▶ **Task statement**: Count the lines in the entries below that contain the string "lamp". Give only the number.

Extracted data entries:

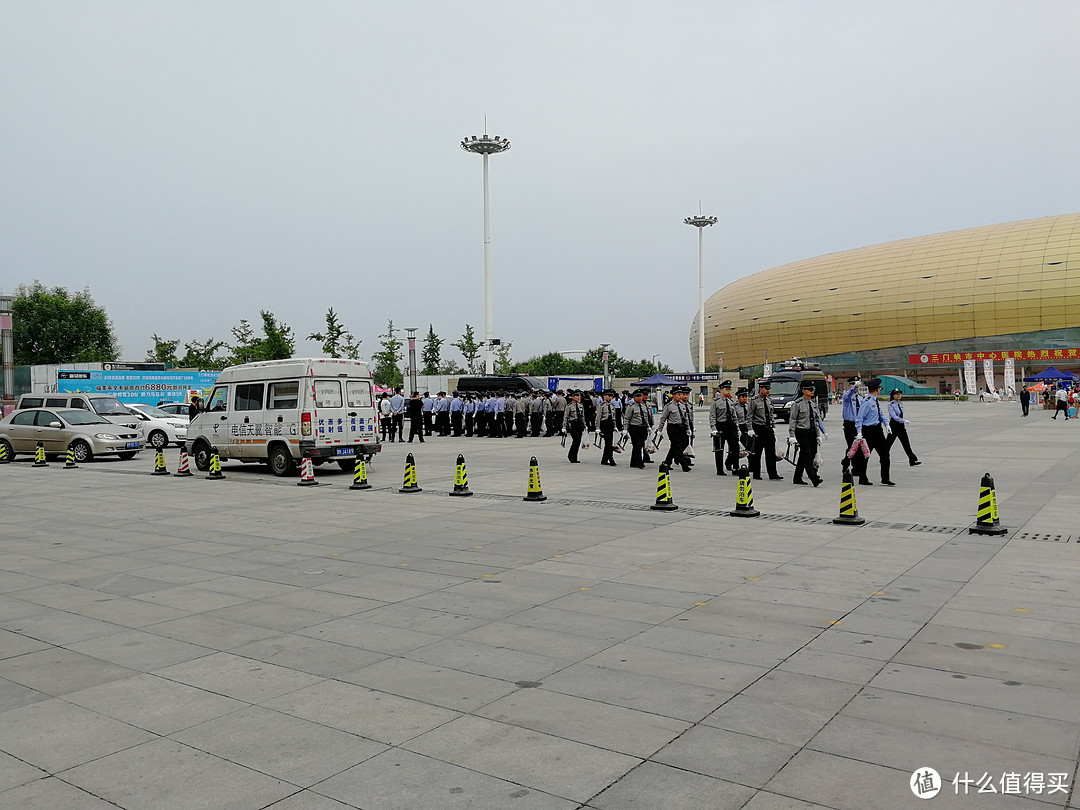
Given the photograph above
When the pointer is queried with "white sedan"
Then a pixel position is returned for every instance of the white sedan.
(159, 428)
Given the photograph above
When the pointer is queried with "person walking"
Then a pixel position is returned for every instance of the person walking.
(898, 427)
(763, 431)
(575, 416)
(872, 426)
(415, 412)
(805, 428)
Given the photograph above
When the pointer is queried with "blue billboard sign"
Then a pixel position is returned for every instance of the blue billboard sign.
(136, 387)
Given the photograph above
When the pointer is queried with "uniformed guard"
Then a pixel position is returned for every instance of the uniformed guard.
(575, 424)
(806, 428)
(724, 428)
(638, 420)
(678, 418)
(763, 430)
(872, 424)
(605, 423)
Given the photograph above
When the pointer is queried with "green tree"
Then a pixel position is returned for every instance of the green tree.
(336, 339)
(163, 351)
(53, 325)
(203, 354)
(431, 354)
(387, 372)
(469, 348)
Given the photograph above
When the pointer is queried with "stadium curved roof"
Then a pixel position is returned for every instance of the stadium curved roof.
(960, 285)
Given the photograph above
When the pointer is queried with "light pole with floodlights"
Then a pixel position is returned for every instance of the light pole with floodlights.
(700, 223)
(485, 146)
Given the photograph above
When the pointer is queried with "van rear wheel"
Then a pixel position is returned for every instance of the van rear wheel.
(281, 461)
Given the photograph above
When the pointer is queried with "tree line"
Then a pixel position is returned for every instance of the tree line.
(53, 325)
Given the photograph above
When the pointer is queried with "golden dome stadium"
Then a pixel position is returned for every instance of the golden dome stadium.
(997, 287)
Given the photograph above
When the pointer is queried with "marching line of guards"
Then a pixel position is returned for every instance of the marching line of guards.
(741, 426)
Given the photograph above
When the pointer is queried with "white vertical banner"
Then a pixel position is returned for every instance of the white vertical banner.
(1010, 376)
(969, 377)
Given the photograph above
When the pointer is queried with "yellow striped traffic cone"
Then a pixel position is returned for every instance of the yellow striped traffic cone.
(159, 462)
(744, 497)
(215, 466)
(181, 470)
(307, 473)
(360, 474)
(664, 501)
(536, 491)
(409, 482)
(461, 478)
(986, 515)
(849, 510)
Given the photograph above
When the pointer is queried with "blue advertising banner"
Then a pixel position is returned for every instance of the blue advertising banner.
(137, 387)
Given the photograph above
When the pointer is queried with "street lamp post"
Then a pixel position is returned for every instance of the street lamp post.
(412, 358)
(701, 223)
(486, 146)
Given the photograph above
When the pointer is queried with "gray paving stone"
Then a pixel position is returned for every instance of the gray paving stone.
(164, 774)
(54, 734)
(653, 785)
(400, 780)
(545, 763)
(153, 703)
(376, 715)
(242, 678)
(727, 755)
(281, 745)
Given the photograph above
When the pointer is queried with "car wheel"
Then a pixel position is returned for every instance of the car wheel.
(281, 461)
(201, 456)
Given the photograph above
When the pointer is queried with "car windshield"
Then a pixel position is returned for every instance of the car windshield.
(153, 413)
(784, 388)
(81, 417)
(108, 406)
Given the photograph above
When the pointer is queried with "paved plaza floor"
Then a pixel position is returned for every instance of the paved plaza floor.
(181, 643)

---

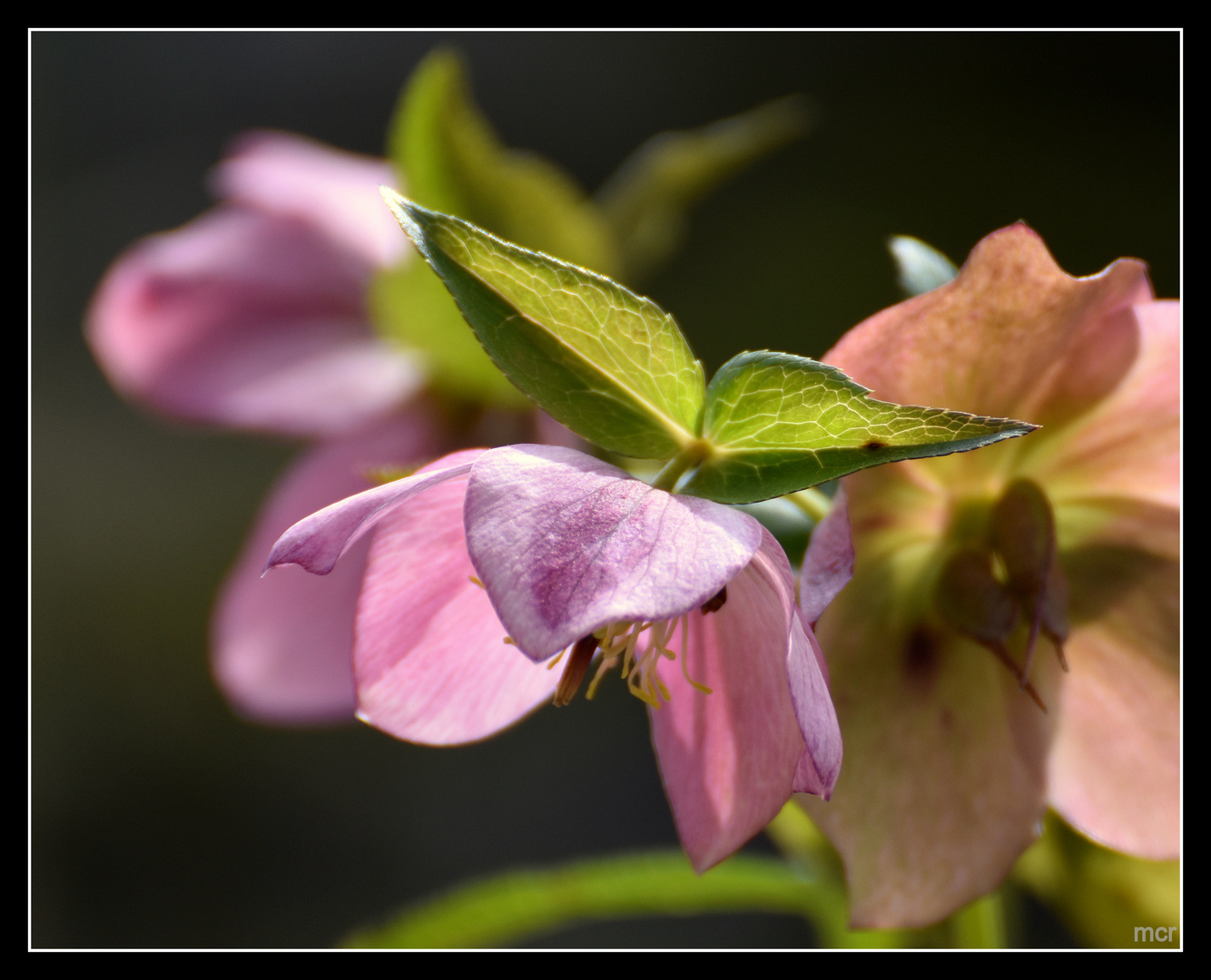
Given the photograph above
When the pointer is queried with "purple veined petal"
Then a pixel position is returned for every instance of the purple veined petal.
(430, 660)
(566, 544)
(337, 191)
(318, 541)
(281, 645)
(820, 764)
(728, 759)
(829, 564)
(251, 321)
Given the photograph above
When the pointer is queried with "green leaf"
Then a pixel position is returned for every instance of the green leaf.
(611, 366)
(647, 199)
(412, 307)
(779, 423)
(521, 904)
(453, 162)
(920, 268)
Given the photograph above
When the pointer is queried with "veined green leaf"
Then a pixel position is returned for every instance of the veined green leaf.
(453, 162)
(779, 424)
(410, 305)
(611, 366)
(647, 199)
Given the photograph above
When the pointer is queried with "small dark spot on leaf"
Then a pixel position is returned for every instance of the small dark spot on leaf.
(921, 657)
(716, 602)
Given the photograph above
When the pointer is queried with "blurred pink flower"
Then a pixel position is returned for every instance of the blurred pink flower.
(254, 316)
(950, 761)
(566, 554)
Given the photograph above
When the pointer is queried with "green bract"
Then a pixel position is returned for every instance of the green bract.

--

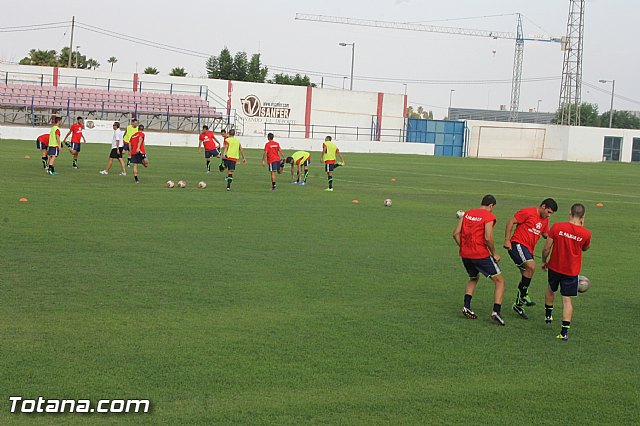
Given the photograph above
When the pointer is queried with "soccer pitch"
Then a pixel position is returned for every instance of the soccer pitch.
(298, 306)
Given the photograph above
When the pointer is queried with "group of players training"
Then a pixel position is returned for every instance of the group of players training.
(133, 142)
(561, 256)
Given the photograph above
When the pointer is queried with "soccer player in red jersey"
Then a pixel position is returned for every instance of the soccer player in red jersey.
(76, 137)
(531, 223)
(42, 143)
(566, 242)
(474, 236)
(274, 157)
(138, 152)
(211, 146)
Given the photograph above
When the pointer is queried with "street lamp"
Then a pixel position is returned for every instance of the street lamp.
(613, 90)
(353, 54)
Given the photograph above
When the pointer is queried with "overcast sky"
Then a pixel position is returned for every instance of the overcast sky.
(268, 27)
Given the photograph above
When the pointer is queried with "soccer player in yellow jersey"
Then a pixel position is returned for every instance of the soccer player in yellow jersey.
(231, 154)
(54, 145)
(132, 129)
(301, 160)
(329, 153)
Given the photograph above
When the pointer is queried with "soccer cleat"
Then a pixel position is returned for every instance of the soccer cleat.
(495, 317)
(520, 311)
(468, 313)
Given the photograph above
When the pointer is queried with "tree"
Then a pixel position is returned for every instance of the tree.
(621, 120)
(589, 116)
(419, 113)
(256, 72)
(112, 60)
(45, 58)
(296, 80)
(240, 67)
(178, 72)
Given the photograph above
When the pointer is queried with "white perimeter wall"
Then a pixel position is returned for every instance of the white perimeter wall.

▶ **Solution**: 4